TRECHO DO TEXTO ->
|---|

É sabido que o trabalho de catação de materiais recicláveis é ainda desenvolvido, na maior parte dos casos, sob péssimas condições de trabalho, ou seja, realizado em meio insalubre, sem equipamentos que facilitem suas atividades dentro dos galpões, como esteiras de triagem para que os catadores trabalhem em uma posição mais confortável, ausência de empilhadeiras o que requer grande esforço físico dos catadores para colocar os fardos (de 150 a 250 quilos) de materiais nos caminhões. Ademais, os catadores estão expostos às variações climáticas, sendo mais recorrente a exposição solar, característica predominante da região estudada. Esses trabalhadores também se expõem a riscos de cortes, perfurações, contaminação por agentes biológicos, e produtos químicos, e este fato se agrava quando os catadores não fazem o uso de EPI’s. Dentre os catadores que explicaram que a família não gostava do trabalho devido à má remuneração e à ausência do registro trabalhista, tem-se o seguinte relato: Trabalhar no lixão, trabalhar com a reciclagem, o que está ganhando? Não é melhor está trabalhando em uma firma? Em uma coisa que ganha um salário, tem o seu INSS... [se referindo à fala da família] Mas se não apareceu?. (Entrevistada nº 25, sexo feminino, 47 anos, solteira, branca, ensino fundamental I incompleto, membro da ACAD).

|---|

DADOS REGISTRADOS ->
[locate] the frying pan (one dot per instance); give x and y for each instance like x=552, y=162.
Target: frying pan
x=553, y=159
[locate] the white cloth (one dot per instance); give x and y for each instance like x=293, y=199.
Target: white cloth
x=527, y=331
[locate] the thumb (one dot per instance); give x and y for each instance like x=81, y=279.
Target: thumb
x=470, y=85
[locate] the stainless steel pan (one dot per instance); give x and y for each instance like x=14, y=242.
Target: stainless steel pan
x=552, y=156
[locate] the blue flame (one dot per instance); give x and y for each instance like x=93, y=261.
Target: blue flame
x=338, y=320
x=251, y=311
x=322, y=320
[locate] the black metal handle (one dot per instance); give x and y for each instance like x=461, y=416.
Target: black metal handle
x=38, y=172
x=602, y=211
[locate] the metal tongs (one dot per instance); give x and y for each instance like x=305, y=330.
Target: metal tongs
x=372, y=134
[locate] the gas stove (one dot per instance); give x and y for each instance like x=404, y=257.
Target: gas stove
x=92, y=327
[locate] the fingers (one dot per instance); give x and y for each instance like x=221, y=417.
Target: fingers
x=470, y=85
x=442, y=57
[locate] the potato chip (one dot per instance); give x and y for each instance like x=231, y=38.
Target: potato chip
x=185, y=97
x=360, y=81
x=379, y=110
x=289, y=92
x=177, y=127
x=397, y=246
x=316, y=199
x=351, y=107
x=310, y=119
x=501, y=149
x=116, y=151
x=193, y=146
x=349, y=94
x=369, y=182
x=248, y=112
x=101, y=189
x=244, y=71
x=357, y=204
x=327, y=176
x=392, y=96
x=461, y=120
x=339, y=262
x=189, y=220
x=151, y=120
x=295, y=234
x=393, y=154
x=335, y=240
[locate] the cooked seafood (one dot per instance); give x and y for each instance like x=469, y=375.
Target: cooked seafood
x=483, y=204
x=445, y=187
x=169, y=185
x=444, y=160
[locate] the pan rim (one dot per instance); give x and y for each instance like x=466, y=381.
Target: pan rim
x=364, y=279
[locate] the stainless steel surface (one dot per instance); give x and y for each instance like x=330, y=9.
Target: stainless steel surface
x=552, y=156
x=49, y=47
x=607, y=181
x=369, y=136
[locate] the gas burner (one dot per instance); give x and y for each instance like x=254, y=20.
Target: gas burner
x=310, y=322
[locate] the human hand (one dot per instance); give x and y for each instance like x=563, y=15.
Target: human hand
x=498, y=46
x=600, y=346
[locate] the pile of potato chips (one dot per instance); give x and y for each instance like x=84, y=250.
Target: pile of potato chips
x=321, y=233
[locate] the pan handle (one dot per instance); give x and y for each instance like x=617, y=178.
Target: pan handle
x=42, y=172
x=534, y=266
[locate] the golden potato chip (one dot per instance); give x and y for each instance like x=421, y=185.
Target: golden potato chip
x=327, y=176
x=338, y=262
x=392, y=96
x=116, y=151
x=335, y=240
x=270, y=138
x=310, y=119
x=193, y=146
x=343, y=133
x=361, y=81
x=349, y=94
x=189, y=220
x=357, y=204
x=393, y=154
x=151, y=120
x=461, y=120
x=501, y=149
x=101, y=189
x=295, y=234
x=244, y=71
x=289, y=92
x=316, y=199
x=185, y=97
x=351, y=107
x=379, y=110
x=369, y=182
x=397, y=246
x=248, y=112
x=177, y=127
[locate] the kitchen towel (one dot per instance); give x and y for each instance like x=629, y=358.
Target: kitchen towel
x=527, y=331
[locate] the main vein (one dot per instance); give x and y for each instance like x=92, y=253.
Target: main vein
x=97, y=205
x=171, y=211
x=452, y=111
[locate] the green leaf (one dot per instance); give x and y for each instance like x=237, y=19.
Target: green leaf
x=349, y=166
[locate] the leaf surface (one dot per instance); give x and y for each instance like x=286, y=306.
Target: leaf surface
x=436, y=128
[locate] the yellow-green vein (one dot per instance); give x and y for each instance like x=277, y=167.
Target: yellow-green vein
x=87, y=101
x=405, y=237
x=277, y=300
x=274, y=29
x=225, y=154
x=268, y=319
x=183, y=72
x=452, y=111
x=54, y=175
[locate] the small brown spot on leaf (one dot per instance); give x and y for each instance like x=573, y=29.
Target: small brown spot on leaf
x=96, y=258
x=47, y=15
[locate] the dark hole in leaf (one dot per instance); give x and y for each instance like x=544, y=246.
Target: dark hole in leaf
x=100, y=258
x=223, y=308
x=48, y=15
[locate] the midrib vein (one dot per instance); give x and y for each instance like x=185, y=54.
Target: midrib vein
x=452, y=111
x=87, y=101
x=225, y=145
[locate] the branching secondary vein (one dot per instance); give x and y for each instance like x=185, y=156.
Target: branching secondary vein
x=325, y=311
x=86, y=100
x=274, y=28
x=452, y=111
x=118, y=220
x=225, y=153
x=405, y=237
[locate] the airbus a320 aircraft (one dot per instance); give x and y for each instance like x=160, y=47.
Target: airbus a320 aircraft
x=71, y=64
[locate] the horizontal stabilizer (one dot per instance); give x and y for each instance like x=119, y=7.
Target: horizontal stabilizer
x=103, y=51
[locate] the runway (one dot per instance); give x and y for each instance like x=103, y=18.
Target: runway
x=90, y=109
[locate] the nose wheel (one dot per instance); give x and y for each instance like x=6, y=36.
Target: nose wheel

|---|

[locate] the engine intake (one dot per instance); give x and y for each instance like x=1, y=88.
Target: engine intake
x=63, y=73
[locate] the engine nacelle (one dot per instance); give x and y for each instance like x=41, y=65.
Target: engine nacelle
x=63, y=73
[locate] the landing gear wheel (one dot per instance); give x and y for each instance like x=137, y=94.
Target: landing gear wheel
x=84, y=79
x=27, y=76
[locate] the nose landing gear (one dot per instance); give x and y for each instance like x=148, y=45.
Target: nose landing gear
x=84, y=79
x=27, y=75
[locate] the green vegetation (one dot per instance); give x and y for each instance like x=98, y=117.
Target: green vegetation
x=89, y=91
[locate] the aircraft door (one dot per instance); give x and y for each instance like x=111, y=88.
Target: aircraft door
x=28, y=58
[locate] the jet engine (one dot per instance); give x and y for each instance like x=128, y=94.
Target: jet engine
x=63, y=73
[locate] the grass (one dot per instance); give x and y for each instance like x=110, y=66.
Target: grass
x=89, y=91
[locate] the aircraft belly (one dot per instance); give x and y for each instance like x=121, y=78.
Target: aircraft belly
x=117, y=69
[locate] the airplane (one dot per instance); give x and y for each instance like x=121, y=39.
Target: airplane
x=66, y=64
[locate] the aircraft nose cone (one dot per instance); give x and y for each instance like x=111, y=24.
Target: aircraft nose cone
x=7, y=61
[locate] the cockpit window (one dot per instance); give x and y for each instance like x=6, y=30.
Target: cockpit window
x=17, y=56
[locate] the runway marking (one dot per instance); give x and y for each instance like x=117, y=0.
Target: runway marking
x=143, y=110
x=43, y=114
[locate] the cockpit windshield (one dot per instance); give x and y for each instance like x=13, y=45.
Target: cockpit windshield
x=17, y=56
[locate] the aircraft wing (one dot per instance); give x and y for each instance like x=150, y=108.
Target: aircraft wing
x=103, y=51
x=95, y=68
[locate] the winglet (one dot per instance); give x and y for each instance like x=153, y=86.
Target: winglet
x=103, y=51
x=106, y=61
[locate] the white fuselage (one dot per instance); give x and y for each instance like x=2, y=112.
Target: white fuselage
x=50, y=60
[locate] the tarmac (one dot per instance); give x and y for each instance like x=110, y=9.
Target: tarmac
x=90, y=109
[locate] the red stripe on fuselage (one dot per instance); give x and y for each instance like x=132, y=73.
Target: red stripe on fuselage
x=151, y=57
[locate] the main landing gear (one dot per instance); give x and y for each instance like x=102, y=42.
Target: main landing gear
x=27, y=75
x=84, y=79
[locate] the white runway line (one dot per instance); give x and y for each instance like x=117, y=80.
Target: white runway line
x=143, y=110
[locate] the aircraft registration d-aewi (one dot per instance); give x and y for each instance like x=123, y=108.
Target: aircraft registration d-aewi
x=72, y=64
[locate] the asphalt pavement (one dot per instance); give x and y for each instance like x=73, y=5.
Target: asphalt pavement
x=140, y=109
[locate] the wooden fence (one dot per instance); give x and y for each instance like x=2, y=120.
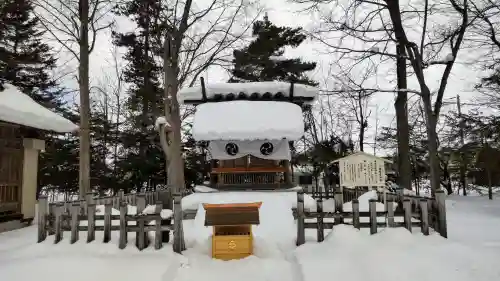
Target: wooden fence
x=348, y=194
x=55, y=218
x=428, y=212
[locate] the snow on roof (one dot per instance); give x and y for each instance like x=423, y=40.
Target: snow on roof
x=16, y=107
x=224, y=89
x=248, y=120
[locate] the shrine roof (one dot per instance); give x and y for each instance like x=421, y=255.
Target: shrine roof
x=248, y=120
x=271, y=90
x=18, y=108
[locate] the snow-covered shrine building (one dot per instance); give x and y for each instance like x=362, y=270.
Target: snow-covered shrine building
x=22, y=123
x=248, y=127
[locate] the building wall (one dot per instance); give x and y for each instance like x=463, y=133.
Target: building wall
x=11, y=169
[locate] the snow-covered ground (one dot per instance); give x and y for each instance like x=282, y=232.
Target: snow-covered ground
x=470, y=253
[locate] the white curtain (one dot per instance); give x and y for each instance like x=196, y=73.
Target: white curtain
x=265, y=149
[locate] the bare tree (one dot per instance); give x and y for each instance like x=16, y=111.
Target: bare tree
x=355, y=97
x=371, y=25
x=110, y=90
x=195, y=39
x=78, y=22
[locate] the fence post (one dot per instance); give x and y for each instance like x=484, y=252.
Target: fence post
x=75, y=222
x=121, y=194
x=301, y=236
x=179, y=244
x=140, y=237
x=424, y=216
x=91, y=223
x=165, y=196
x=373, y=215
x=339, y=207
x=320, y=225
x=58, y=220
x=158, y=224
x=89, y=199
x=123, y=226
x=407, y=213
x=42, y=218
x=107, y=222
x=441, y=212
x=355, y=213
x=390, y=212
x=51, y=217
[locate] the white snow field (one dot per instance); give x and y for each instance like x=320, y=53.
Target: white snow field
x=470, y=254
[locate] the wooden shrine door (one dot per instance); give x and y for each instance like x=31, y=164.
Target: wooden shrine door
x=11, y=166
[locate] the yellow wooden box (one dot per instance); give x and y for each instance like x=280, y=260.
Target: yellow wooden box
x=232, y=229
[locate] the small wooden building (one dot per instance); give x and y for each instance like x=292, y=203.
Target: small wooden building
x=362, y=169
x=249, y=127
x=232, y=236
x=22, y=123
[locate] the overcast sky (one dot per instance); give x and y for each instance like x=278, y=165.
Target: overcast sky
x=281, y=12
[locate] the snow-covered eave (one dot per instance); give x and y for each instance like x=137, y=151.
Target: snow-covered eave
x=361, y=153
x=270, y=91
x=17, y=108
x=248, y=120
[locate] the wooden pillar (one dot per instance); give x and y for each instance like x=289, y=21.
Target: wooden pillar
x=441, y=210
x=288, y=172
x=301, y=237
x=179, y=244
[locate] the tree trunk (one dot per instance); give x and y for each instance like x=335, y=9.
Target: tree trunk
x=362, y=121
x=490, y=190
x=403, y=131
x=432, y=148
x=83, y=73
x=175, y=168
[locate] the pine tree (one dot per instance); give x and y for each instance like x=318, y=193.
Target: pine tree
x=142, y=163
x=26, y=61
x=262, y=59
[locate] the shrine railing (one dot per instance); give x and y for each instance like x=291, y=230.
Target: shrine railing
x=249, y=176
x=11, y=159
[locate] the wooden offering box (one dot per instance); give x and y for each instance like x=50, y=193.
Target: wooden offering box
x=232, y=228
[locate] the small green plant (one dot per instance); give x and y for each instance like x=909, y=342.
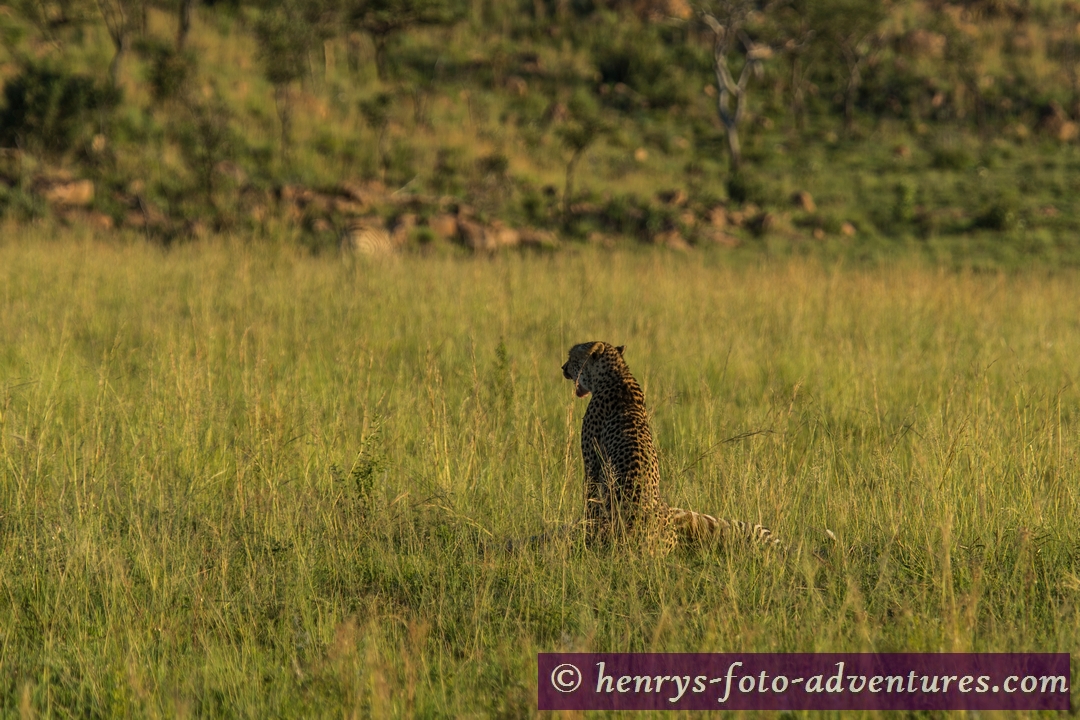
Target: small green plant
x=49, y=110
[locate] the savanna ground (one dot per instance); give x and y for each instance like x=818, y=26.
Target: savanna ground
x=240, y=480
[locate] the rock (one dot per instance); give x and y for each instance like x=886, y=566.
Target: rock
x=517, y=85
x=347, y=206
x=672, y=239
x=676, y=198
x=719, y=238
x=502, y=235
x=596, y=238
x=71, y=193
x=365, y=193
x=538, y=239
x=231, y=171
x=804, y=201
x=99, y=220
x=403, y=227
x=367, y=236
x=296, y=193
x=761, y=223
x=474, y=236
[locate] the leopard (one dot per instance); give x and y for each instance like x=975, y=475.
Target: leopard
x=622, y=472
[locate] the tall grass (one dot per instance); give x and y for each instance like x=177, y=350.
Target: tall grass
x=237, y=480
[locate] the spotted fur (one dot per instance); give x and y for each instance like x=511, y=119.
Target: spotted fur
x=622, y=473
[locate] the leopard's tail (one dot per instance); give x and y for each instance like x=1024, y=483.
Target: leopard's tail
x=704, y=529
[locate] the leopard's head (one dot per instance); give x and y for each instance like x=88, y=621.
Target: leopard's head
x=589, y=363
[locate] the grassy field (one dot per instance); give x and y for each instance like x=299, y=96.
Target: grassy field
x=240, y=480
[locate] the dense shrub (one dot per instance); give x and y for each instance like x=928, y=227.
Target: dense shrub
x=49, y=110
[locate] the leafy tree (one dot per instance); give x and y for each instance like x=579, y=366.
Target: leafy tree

|---|

TAREFAS A REALIZAR ->
• 1. Responda às perguntas abaixo com base no trecho.
(a) Quanto pesam os fardos que os catadores colocam nos caminhões?
(b) Qual é a exposição climática mais recorrente entre os catadores?
(c) De qual associação a entrevistada nº 25 é membro?
• 2. Nas linhas de dados, reproduza sem alteração o trecho que vai da linha que contém "[locate] the black" até a linha que contém "x=372, y=134", incluindo essas duas.
O trecho e as linhas de dados não têm relação entre si.

RESPOSTAS DO EXERCÍCIO ->
• 1.
(a) De 150 a 250 quilos.
(b) A exposição solar.
(c) Da ACAD.

• 2.
[locate] the black metal handle (one dot per instance); give x and y for each instance like x=461, y=416.
Target: black metal handle
x=38, y=172
x=602, y=211
[locate] the metal tongs (one dot per instance); give x and y for each instance like x=305, y=330.
Target: metal tongs
x=372, y=134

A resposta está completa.